> Task instructions
Return the passage of the text on power and aging exactly, starting with "That matters, because" and going on through "most people suspect.".

> Study text
Start of Block
The weights have not really moved. You can still squat what you squatted. But you are a half second slower off the line, and you reach for the rail on stairs you used to take two at a time.
That is not your strength leaving.
It is your power.
Strength is how much force you can produce. Power is how fast you can produce it. And the second one, the one almost nobody trains after a certain age, is the first to go.
The research is consistent. Power declines earlier and faster than strength - a gap Men's Fitness has called the missing link in most men's training. Harvard Health puts numbers on it: power drops at more than twice the rate of strength, roughly 3.5 percent a year against 1.5 percent.
That matters, because power predicts the things that keep you independent. Walking quickly. Climbing stairs. Rising from a low chair. Catching your balance before a stumble turns into a fall.
The mechanism is specific. Fast twitch fibers produce the speed and the force, and they shrink faster than the rest. Harvard traces the slide to around 35, accelerating after 60. But disuse, they note, plays a bigger role than most people suspect.
Which is the good news hiding in the bad. Anything caused by disuse can be reversed by use.
This is not about dunking. The CDC reports more than one in four adults over 65 falls each year. Power is what fires when you trip and have a tenth of a second to get a foot under you. Train for strength and you can move a heavy thing. Train for power and you can move yourself, fast, when it counts.
The catch is you have to train for it on purpose. Grind every rep slowly and you train the speed out.
Keep a strength base. Two days a week of heavy compound lifting. Then add speed, fresh and early, never when you are tired.
Speed lifts. A moderate load, around half your max, moved as fast as you can while staying in control. Three to five sets of three.
Kettlebell swings. A fast, low impact hip snap. Power without the pounding.
You do not need a rack of bells for this. One adjustable kettlebell covers the progression - Men's Journal tested the field this year and put the REP Fitness Adjustable at the top. A single fixed cast-iron bell in the 35 to 50 pound range works just as well if you would rather keep it simple.
Medicine ball throws. Slams and chest passes. Force at speed, no landing stress.
One note on gear: a medicine ball and a slam ball are not the same thing. Slam balls are sand-filled and built to hit the floor without bouncing back at you. Medicine balls are not - slam a medicine ball long enough and it splits. For floor slams, get a dedicated slam ball. Fifteen to twenty pounds is plenty to start.
End of Block
> Excerpted data
Start of Block
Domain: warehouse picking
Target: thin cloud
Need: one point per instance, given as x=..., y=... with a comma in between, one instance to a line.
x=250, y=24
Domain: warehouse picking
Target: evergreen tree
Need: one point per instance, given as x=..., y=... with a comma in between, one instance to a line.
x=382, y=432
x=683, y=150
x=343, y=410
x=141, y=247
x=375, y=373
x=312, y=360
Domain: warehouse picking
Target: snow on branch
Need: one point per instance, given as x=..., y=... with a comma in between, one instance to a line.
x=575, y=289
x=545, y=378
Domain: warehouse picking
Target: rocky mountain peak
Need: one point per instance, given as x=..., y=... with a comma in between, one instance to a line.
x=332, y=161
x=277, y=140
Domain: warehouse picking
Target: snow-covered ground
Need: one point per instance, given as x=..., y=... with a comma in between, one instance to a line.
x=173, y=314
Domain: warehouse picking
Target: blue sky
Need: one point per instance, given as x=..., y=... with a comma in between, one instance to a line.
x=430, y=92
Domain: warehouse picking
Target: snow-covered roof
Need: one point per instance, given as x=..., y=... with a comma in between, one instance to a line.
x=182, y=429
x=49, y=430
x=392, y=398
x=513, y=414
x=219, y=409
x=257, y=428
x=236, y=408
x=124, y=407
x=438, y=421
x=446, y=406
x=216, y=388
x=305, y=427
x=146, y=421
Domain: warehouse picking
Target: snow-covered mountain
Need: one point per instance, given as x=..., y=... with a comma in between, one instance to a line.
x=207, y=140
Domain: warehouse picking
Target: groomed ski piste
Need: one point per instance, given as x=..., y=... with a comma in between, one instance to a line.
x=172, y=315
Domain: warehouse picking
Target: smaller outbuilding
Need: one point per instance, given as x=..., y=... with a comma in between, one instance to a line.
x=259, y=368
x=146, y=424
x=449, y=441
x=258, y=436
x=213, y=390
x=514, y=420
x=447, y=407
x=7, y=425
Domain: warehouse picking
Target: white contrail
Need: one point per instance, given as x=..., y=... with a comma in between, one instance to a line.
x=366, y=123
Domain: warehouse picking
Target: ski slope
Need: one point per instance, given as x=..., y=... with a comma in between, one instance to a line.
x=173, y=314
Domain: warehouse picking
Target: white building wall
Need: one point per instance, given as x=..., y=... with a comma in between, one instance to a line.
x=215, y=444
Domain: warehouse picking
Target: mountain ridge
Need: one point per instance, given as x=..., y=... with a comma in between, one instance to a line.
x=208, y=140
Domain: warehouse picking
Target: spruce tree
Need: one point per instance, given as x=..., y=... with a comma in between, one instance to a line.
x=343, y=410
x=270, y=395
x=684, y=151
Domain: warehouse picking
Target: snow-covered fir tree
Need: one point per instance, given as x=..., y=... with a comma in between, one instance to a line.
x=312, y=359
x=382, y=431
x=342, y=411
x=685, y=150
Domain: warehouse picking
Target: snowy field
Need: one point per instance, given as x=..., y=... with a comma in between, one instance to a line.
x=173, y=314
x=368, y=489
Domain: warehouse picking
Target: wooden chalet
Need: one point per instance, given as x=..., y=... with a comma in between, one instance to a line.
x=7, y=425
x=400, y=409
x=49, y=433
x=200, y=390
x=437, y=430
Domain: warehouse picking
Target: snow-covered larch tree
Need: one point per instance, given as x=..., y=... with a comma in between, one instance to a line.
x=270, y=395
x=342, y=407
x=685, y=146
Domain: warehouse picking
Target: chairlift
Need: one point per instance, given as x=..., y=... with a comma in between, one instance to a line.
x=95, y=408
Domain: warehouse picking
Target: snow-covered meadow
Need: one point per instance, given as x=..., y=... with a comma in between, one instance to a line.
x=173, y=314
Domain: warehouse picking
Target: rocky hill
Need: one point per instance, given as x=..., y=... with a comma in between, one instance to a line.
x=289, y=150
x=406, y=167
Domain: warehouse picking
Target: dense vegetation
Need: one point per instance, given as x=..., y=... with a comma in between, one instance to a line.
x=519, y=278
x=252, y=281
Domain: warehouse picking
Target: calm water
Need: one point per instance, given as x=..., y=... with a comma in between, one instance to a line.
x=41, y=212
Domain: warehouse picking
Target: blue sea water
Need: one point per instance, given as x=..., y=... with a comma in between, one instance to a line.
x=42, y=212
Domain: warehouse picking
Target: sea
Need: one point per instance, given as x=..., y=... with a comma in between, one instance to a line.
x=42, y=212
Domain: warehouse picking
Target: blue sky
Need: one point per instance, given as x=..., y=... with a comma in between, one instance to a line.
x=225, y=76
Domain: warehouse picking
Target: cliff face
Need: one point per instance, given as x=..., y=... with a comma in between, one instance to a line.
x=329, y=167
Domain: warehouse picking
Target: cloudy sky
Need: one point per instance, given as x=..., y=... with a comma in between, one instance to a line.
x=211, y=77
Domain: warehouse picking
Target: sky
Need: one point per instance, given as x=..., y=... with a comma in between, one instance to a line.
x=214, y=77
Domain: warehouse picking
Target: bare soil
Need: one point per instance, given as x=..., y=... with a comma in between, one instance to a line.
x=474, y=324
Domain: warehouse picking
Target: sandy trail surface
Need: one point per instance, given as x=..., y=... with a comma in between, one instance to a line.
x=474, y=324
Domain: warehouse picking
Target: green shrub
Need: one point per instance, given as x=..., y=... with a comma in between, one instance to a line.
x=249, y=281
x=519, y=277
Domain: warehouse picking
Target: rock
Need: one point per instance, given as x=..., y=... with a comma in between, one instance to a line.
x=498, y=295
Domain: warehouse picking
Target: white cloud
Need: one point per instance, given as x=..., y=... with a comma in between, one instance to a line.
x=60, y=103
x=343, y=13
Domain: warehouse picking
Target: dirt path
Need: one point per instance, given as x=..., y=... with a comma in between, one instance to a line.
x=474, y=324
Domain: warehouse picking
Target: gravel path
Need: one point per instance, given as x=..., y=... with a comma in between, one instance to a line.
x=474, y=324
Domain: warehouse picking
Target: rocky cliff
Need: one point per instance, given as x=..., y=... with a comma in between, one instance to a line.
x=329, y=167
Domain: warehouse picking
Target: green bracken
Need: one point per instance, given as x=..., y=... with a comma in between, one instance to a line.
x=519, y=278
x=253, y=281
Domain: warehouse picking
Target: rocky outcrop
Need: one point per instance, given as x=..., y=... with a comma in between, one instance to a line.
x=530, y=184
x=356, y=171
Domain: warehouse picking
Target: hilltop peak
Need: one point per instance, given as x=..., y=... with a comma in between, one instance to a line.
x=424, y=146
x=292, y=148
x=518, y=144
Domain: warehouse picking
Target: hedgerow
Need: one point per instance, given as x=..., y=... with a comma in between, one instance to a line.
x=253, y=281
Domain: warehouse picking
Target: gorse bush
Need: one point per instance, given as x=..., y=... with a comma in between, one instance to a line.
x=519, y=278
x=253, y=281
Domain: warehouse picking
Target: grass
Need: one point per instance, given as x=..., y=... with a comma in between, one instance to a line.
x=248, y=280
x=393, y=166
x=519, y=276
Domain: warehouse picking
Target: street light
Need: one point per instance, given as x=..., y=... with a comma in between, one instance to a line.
End of Block
> Response to this exercise
That matters, because power predicts the things that keep you independent. Walking quickly. Climbing stairs. Rising from a low chair. Catching your balance before a stumble turns into a fall.
The mechanism is specific. Fast twitch fibers produce the speed and the force, and they shrink faster than the rest. Harvard traces the slide to around 35, accelerating after 60. But disuse, they note, plays a bigger role than most people suspect.